## Task brief
Provide the records once more, identical to the original.

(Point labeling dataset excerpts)
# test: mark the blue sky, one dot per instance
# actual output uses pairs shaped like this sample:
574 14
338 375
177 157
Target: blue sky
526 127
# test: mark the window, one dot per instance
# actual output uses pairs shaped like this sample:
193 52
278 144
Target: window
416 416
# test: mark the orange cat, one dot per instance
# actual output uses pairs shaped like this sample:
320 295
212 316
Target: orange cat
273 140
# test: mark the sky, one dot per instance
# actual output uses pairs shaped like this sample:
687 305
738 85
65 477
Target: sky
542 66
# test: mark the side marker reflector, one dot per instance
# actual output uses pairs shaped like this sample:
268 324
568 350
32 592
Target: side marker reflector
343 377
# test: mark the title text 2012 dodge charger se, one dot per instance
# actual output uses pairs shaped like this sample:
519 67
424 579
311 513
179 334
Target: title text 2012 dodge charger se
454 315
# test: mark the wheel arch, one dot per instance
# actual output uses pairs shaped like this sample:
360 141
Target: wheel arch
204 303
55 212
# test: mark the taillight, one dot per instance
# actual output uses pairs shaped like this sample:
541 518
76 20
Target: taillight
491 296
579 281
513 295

## Task output
# test: mark the blue sky, one dot per instance
# actual output uses pairs shaped like this sample:
574 14
338 375
177 157
Target: blue sky
526 127
# test: mark the window, one dot per instance
# actual output uses pairs shaped like this sample:
193 52
278 144
Target: window
416 416
# test: mark the orange cat, one dot per instance
# actual output uses pairs shaped like this sample:
320 295
212 316
Target: orange cat
273 140
# test: mark the sky, one dot per instance
# actual output uses pairs shaped like this sample:
687 305
738 85
65 477
Target: sky
542 66
# test: mark the side marker reflector, one dot per instance
# actual output uses pairs shaped like this sample:
268 324
568 350
32 592
Target: side marker reflector
343 377
# test: mark the title text 2012 dodge charger se, one dot per instance
# actual output uses pairs shaped like this sample:
519 67
424 579
311 513
179 334
Target: title text 2012 dodge charger se
454 315
# test: mark the wheel arch, one dot per instance
# actual output uses pairs shaped like this sample:
360 141
Target: wheel arch
204 303
55 212
# test: mark the taillight, one dot per instance
# actual output uses pairs shaped like this sample:
541 518
76 20
Target: taillight
491 296
579 281
513 295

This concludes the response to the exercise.